──────── Given entries

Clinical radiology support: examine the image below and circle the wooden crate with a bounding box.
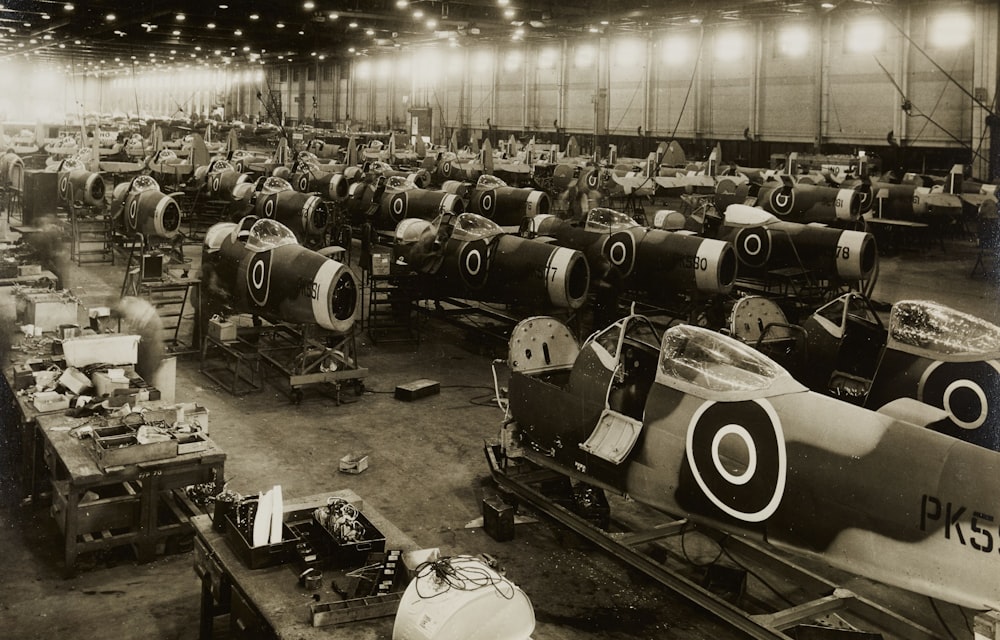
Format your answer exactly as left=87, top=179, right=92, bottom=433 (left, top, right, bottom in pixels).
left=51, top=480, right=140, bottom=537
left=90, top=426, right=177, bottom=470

────────────────
──────── Given entries

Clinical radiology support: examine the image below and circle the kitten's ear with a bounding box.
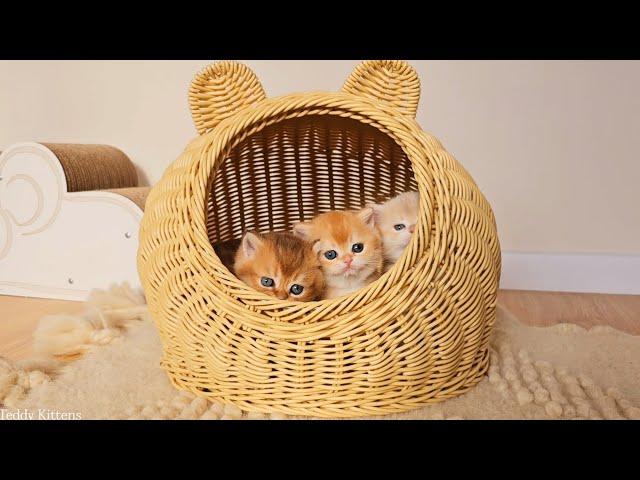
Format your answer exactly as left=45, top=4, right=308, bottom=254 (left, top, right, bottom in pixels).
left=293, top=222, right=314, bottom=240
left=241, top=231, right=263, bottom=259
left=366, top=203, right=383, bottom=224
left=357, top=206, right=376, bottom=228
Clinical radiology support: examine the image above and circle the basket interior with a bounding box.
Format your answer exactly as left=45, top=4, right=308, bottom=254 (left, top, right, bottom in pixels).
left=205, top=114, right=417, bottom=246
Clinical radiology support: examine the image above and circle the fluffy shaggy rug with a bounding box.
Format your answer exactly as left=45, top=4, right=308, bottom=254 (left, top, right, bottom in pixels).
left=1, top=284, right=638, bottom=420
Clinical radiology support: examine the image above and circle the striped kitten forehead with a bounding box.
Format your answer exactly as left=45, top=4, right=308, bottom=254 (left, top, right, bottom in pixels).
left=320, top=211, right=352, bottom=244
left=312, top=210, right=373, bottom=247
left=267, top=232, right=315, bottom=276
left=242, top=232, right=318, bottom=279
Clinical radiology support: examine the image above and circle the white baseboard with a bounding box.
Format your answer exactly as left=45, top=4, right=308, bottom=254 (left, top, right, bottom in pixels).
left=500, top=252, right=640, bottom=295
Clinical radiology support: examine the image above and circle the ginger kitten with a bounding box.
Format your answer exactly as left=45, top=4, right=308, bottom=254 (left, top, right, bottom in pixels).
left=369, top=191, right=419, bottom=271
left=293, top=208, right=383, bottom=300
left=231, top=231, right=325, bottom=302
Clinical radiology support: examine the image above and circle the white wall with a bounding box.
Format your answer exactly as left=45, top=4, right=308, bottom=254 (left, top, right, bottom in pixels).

────────────────

Reproduce word for word, with pictures dropped, only the part of the material above that opens with the line containing "ear with a bounding box." and closes with the line containing "interior with a bounding box.".

Clinical radiology support: examine the image below and circle the kitten's ear with a bounding box.
Format your answer exactly as left=45, top=4, right=308, bottom=254 (left, top, right, bottom in pixels).
left=293, top=222, right=314, bottom=240
left=241, top=231, right=263, bottom=259
left=366, top=203, right=383, bottom=224
left=357, top=206, right=376, bottom=228
Clinical radiology support: examine the image above and circle the basket interior with a bounding box.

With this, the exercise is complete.